-- START SOURCE TEXT --

There is a battle within the European Central Bank. Some want to take stronger action. Others do not think it is necessary. It is not just a matter of counting up who is on what side of the issue. It is not simply about majority rules. The ECB seeks consensus.
Although the ECB was criticized by many investors for not taking action in March or April, there has been an evolution of the ECB’s position. There has been an attempt to play up the possibility of quantitative easing. Draghi seemed to emphasize that there was unanimous support for it, within its mandate, if needed to arrest deflation.
A German paper leaked news that numerous models of QE have been tested, including one that includes purchasing up to 1 trillion euros of bonds over the course of a year. The various tests suggested that QE could lift inflation by an inconsequential 0.2% or as much as 0.8%.
However, at the same time, the clear implication from ECB officials is that 0.5% increase in March was a distortion and not the true signal of price pressures. The unwinding of the Easter is expected to lift April’s harmonized measure back to the 0.8%-0.9% area. This would suggest that from the official point of view, the threat of deflation is not imminent.
This was clearly the sense of a couple of ECB officials earlier today. Mersch noted that QE is a theoretical concept,and implementation is a different story. More importantly, the BBK’s Weidmann further seemed to soften the threat of QE. He denied that he had changed his position. Weidmann explained that his benchmark is the legal standing of the policy, whether it is the OMT, SMP or QE. If there is a significant under-shooting of inflation, the ECB will consider what instruments remain at the ECB’s disposal, given its mandate.
As is well appreciated, there are important political and legal obstacles to buying European sovereign bonds. Assuming that the prohibition against monetizing debt can be overcome, it is not clear what bonds the ECB should buy. If it were to buy bonds in line with the GDP weighting of a country, the ECB would be buying a lot of German and French bonds. This could see the spreads with the periphery widen, which weakens the transmission mechanism. If it buys mostly peripheral bonds, as the SMP operation, it would be particular controversial and would renew concerns about the quality of the ECB’s balance sheet.
One way to pursue QE within the ECB’s mandate would be to buy bank bonds rather than sovereign bonds. Yet, there are numerous technical difficulties. The ECB’s annual report, released today, indicates that despite the relaxation of the associated standards, banks reduced their use of asset backed securities for collateral with the central bank.
Last year, the ECB eased the eligibility criteria (required only two single A ratings) and reduced the haircuts. The ECB denies that there is a short of acceptable collateral in the Eurosystem. The amount of collateral posted with it, fell last year, while the average amount of marketable assets the ECB would accept as collateral rose 3%.

-- END SOURCE TEXT --

REQUEST 1 :: Reproduce the ECB commentary between "Last year, the" and "collateral rose 3%.", inclusive, swapping "haircuts" for "discounts".
The ECB commentary and the listing are separate material with no connection to each other.

-- START ROWS --

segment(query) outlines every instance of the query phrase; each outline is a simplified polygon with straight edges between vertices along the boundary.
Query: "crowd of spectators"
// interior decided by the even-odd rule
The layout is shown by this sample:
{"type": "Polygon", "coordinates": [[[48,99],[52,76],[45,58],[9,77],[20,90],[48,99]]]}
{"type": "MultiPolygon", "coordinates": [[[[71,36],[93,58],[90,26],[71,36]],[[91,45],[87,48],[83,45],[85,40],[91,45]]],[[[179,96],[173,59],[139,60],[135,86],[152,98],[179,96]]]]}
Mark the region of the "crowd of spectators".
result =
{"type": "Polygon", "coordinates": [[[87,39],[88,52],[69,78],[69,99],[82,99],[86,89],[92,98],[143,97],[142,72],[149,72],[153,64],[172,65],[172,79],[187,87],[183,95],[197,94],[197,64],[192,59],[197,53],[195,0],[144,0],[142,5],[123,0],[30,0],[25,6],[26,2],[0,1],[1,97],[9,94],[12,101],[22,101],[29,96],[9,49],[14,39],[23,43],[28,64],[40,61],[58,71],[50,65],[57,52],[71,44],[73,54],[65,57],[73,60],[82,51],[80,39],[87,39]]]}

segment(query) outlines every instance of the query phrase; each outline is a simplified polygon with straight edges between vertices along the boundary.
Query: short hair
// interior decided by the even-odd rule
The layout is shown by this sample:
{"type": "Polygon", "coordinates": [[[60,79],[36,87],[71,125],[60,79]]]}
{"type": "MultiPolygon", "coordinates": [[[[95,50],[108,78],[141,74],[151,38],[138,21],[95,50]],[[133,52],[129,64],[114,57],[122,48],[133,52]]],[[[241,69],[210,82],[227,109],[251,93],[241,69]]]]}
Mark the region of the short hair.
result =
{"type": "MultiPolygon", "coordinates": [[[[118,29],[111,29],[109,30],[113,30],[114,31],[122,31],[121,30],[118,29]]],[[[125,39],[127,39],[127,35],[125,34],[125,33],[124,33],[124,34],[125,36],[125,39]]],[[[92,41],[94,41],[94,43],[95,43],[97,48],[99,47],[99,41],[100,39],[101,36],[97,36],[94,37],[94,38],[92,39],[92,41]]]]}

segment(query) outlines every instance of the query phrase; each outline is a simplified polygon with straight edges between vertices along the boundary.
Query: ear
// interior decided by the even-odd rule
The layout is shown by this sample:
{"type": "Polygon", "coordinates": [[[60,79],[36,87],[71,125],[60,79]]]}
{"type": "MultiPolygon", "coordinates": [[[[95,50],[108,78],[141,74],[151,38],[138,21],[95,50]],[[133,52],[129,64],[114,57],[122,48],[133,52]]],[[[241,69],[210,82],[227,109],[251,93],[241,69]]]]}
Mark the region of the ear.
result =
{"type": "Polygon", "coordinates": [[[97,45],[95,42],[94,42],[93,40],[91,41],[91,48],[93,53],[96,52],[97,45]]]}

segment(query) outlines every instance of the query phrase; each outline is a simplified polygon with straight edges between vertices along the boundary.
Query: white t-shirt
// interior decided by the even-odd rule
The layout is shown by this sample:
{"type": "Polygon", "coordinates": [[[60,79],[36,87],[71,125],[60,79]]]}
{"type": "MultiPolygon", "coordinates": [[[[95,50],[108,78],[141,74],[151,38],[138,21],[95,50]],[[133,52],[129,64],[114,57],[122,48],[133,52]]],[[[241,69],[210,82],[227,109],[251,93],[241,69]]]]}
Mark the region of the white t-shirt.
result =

-- END ROWS --

REQUEST 2 :: Find every line of the listing that contains the word "region" and copy each of those lines.

REPLY 1 ::
Last year, the ECB eased the eligibility criteria (required only two single A ratings) and reduced the discounts. The ECB denies that there is a short of acceptable collateral in the Eurosystem. The amount of collateral posted with it, fell last year, while the average amount of marketable assets the ECB would accept as collateral rose 3%.

REPLY 2 ::
Mark the region of the "crowd of spectators".
Mark the region of the short hair.
Mark the region of the ear.
Mark the region of the white t-shirt.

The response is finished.